[[ Exercise inputs open ]]

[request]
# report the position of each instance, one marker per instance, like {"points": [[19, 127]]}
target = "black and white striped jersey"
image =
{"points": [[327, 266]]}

[[ Exercise inputs closed ]]

What is needed here is an exact copy of all the entries.

Finished exercise>
[request]
# report the position of each instance, one marker per instance, like {"points": [[19, 127]]}
target = "black and white striped jersey"
image =
{"points": [[327, 266]]}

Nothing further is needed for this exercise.